BEGIN

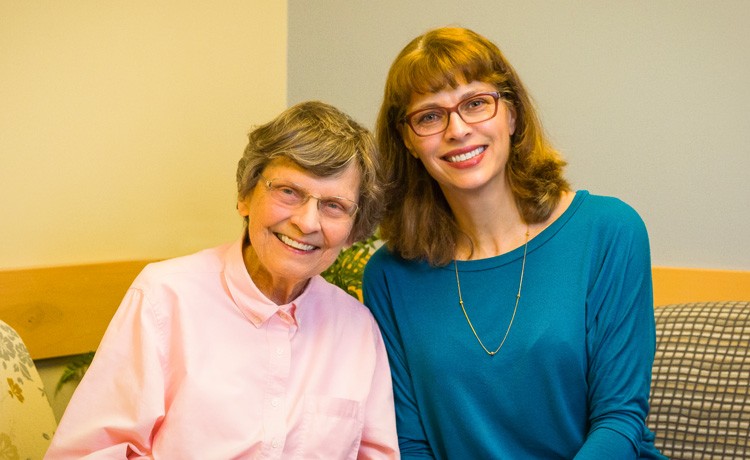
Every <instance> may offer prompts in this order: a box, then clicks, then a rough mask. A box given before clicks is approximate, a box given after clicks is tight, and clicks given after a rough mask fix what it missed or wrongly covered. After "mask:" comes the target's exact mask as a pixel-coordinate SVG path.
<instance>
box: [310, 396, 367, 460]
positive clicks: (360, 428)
mask: <svg viewBox="0 0 750 460" xmlns="http://www.w3.org/2000/svg"><path fill="white" fill-rule="evenodd" d="M363 412H364V410H363V405H362V403H361V402H359V401H355V400H352V399H344V398H334V397H331V396H307V397H306V398H305V402H304V409H303V414H302V427H301V428H302V429H301V433H302V444H301V449H300V452H299V457H300V458H305V459H326V460H330V459H334V458H335V459H348V458H352V459H355V458H357V452H358V450H359V444H360V441H361V440H362V427H363V426H364V414H363Z"/></svg>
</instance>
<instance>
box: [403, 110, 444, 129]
mask: <svg viewBox="0 0 750 460" xmlns="http://www.w3.org/2000/svg"><path fill="white" fill-rule="evenodd" d="M409 124H410V125H411V127H412V128H413V129H414V132H415V133H417V134H418V135H420V136H428V135H430V134H435V133H439V132H440V131H442V130H444V129H445V128H446V127H447V126H448V112H447V111H446V110H445V109H444V108H442V107H435V108H431V109H426V110H422V111H419V112H417V113H415V114H413V115H412V116H411V117H409Z"/></svg>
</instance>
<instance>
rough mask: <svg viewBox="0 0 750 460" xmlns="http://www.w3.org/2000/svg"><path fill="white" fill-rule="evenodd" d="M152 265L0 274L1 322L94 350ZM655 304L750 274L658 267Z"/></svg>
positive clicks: (669, 300)
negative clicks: (128, 293) (102, 335)
mask: <svg viewBox="0 0 750 460" xmlns="http://www.w3.org/2000/svg"><path fill="white" fill-rule="evenodd" d="M148 262H151V261H147V260H136V261H126V262H112V263H101V264H91V265H73V266H59V267H50V268H33V269H24V270H8V271H0V318H2V320H3V321H5V322H6V323H8V324H10V325H11V326H12V327H13V328H14V329H16V330H17V331H18V333H19V334H20V335H21V337H23V339H24V341H25V342H26V345H27V347H28V348H29V351H30V353H31V356H32V358H34V359H43V358H52V357H58V356H67V355H74V354H80V353H86V352H88V351H93V350H96V348H97V346H98V345H99V341H100V340H101V338H102V335H103V334H104V331H105V329H106V328H107V325H108V324H109V321H110V319H111V318H112V315H113V314H114V312H115V310H116V309H117V307H118V306H119V304H120V301H121V300H122V297H123V295H124V294H125V291H126V290H127V288H128V286H130V284H131V283H132V281H133V279H134V278H135V277H136V275H137V274H138V273H139V272H140V271H141V269H142V268H143V267H144V266H145V265H146V264H147V263H148ZM653 277H654V304H655V305H657V306H659V305H666V304H670V303H682V302H698V301H707V300H717V301H721V300H750V271H730V270H703V269H690V268H672V267H654V269H653Z"/></svg>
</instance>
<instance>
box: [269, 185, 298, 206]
mask: <svg viewBox="0 0 750 460" xmlns="http://www.w3.org/2000/svg"><path fill="white" fill-rule="evenodd" d="M273 190H274V192H275V193H276V195H277V196H278V197H279V198H280V199H282V200H284V201H285V202H288V203H297V202H300V201H302V200H303V199H304V194H303V193H302V192H301V191H300V190H298V189H297V188H295V187H293V186H291V185H287V184H274V187H273Z"/></svg>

END

§ **WHAT THIS TASK INVOLVES**:
Count up the lines above in which the word "rough" appears, and give nothing but that count.

§ **TASK RESULT**:
2